**Work order**
The output should consist solely of the line containing "<point>487,666</point>" and the lines that follow it through the end of the data below.

**Material for this exercise**
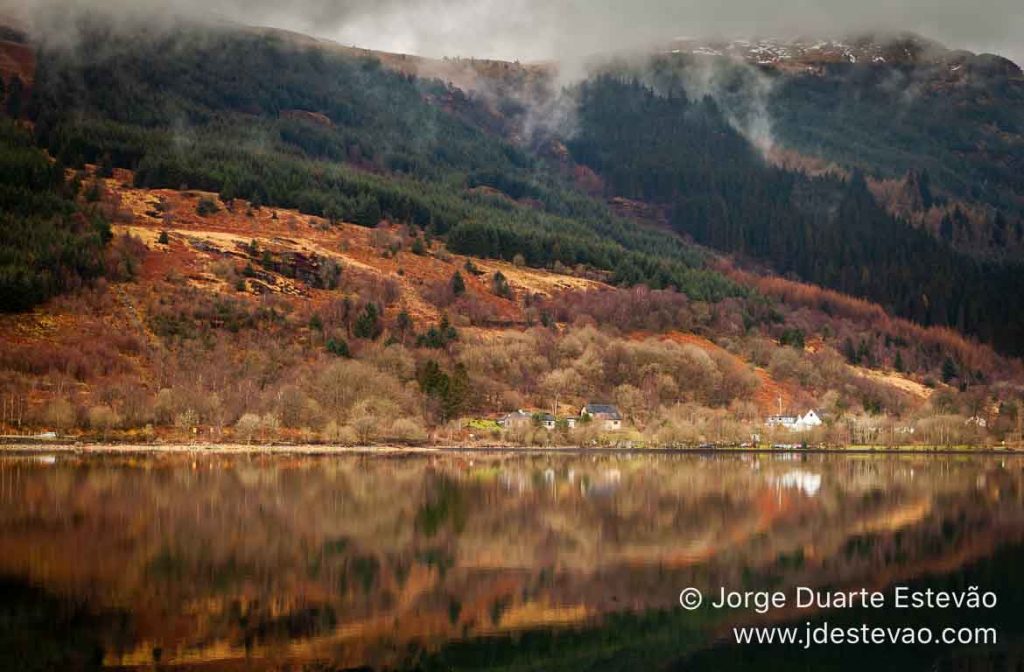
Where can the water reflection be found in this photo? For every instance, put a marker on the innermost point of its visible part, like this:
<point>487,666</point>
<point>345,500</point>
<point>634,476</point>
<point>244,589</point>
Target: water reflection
<point>401,561</point>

**Written answer**
<point>487,666</point>
<point>345,500</point>
<point>634,476</point>
<point>244,589</point>
Target: water reflection
<point>401,561</point>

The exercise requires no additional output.